### Records

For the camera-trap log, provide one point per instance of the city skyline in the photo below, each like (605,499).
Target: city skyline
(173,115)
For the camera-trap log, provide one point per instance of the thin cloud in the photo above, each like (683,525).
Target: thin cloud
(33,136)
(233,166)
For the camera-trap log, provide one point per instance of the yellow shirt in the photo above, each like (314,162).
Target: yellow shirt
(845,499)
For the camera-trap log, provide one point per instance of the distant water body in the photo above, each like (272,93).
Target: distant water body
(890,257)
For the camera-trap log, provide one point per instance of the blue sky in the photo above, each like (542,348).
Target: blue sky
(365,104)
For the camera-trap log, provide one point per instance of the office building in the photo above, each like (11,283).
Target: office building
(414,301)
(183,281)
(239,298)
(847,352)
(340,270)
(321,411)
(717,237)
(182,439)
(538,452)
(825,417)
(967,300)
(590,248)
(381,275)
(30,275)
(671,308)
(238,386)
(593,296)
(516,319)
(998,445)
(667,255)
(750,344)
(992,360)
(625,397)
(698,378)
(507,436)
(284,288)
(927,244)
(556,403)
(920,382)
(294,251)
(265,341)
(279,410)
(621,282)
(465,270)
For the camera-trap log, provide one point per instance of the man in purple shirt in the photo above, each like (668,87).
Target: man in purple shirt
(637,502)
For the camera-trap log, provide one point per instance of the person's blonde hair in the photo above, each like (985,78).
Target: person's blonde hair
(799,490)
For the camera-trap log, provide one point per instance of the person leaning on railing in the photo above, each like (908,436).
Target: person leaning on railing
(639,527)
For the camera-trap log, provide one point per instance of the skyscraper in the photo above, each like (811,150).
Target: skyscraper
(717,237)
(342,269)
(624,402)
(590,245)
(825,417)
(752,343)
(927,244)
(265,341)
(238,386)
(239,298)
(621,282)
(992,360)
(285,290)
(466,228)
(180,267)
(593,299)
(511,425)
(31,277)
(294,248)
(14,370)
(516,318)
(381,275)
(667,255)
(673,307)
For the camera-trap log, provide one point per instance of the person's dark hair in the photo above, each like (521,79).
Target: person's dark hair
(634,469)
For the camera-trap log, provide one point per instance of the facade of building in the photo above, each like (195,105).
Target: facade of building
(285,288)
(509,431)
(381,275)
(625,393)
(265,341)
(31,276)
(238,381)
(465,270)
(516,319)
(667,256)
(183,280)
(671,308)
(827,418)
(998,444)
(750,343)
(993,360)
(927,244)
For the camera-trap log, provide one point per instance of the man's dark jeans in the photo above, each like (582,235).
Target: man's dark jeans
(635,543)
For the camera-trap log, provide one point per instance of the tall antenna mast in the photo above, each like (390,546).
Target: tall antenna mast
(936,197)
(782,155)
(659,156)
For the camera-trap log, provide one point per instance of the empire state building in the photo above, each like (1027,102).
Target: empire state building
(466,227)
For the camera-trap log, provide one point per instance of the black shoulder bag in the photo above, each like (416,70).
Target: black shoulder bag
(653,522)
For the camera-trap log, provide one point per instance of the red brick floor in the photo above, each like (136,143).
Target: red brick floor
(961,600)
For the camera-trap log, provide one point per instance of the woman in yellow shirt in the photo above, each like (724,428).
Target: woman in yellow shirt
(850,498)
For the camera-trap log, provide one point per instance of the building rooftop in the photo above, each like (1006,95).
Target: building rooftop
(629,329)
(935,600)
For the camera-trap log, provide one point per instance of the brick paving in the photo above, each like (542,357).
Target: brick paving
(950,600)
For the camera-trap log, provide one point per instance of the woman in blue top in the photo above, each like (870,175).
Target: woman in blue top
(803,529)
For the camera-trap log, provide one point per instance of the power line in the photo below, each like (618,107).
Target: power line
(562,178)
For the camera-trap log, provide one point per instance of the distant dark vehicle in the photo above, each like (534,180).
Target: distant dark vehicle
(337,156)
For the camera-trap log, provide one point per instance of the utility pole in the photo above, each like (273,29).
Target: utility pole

### Written exercise
Turn all the records above into a Markdown table with the columns Row and Line. Number each row and leave out any blank lines.

### Right answer
| Row | Line |
|---|---|
| 1 | For the camera-trap log, provide one point per instance of the city skyline in the photo below, each like (605,499). |
| 2 | Target: city skyline |
| 3 | (173,115) |
| 4 | For the camera-trap log, provide one point per instance of the thin cloud in the photo above, each like (683,525). |
| 5 | Target: thin cloud |
| 6 | (33,136) |
| 7 | (233,166) |
| 8 | For the camera-trap log, provide one point per instance of the yellow shirt in the photo above, each like (314,162). |
| 9 | Target: yellow shirt |
| 10 | (845,499) |
| 11 | For the camera-trap log, provide one point per instance of the distant water body in the photo above, each like (272,93). |
| 12 | Target: distant water body |
| 13 | (890,257) |
| 14 | For the camera-trap log, provide one point per instance of the blue sky in the photo above, each like (542,348). |
| 15 | Target: blue sky |
| 16 | (365,104) |
| 17 | For the camera-trap log, provide one point per instance of the office building in the photo above, each like (11,283). |
| 18 | Target: office building |
| 19 | (414,301) |
| 20 | (183,281) |
| 21 | (239,298) |
| 22 | (847,352) |
| 23 | (340,270) |
| 24 | (321,411) |
| 25 | (717,237) |
| 26 | (182,439) |
| 27 | (538,452) |
| 28 | (825,417) |
| 29 | (967,300) |
| 30 | (590,248) |
| 31 | (381,275) |
| 32 | (30,275) |
| 33 | (671,308) |
| 34 | (238,386) |
| 35 | (593,296) |
| 36 | (516,319) |
| 37 | (998,445) |
| 38 | (667,255) |
| 39 | (750,344) |
| 40 | (992,360) |
| 41 | (625,397) |
| 42 | (698,378) |
| 43 | (507,436) |
| 44 | (284,288) |
| 45 | (927,244) |
| 46 | (556,403) |
| 47 | (920,382) |
| 48 | (294,251) |
| 49 | (265,341) |
| 50 | (279,410) |
| 51 | (621,282) |
| 52 | (465,270) |
| 53 | For the camera-trap log, provide one point per instance of the man in purple shirt in the photo above, each like (668,87). |
| 54 | Target: man in purple shirt |
| 55 | (637,502) |
| 56 | For the camera-trap log, provide one point per instance of the person's blonde hair in the photo above, each like (985,78). |
| 57 | Target: person's blonde hair |
| 58 | (799,490) |
| 59 | For the camera-trap log, provide one point per instance of the person leaning on railing in the photo above, each like (908,436). |
| 60 | Target: person leaning on railing |
| 61 | (639,527) |
| 62 | For the camera-trap log, provide one point per instance of the skyscraper in the photo above, each like (811,150). |
| 63 | Target: skyscraper |
| 64 | (717,237) |
| 65 | (342,269) |
| 66 | (624,402) |
| 67 | (590,245) |
| 68 | (825,417) |
| 69 | (752,343) |
| 70 | (927,244) |
| 71 | (265,341) |
| 72 | (238,386) |
| 73 | (239,298) |
| 74 | (621,282) |
| 75 | (992,360) |
| 76 | (285,290) |
| 77 | (466,228) |
| 78 | (180,267) |
| 79 | (593,299) |
| 80 | (511,425) |
| 81 | (31,277) |
| 82 | (294,248) |
| 83 | (14,370) |
| 84 | (516,318) |
| 85 | (381,275) |
| 86 | (667,255) |
| 87 | (673,307) |
| 88 | For the camera-trap log, provide one point per instance of the person's dark hair in the photo above, each like (521,79). |
| 89 | Target: person's dark hair |
| 90 | (634,469) |
| 91 | For the camera-trap log, provide one point per instance of the facade of building in the photo above, each like (195,105). |
| 92 | Target: facade of building |
| 93 | (285,288) |
| 94 | (509,431) |
| 95 | (381,275) |
| 96 | (625,393) |
| 97 | (265,341) |
| 98 | (31,276) |
| 99 | (238,381) |
| 100 | (465,270) |
| 101 | (516,319) |
| 102 | (667,256) |
| 103 | (183,280) |
| 104 | (671,308) |
| 105 | (827,418) |
| 106 | (998,444) |
| 107 | (750,343) |
| 108 | (993,360) |
| 109 | (927,244) |
| 110 | For the camera-trap log, provide one point per instance of the man's dark jeans in the photo above, each like (582,235). |
| 111 | Target: man's dark jeans |
| 112 | (635,543) |
| 113 | For the camera-trap log, provide one point per instance of the tall antenna mast in the photo above, each like (390,546). |
| 114 | Target: tall antenna mast |
| 115 | (936,197) |
| 116 | (782,155) |
| 117 | (659,156) |
| 118 | For the camera-trap log, provide one point per instance of the empire state building in the photo above, each like (1027,102). |
| 119 | Target: empire state building |
| 120 | (466,227) |
| 121 | For the camera-trap log, provide one point per instance of the black shoulder bag in the photo above, each like (416,70). |
| 122 | Target: black shoulder bag |
| 123 | (653,522) |
| 124 | For the camera-trap log, provide one point per instance of the red brick floor in the photo above, each like (136,143). |
| 125 | Target: red brick floor |
| 126 | (961,600) |
| 127 | For the camera-trap log, provide one point per instance of the woman in yellow shirt in the photo above, each like (724,428). |
| 128 | Target: woman in yellow shirt |
| 129 | (850,498) |
| 130 | For the camera-trap log, provide one point per instance of the building rooftop in the photo above, each like (1006,95). |
| 131 | Target: building rooftop |
| 132 | (629,329) |
| 133 | (935,600) |
| 134 | For the camera-trap log, provide one point per instance of the brick paving in the photo above, each like (542,357). |
| 135 | Target: brick paving |
| 136 | (950,600) |
| 137 | For the camera-trap log, provide one point per instance of the woman in blue top in the photo above, each like (870,175). |
| 138 | Target: woman in blue top |
| 139 | (803,529) |
| 140 | For the camera-trap log, provide one point per instance of the power line in the photo below, each like (618,107). |
| 141 | Target: power line |
| 142 | (562,178) |
| 143 | For the camera-trap log, provide one point per instance of the distant dark vehicle in the photo above, each like (534,180). |
| 144 | Target: distant dark vehicle |
| 145 | (337,156) |
| 146 | For the camera-trap log, provide one point per instance of the utility pole in the photo above, each like (273,29). |
| 147 | Target: utility pole |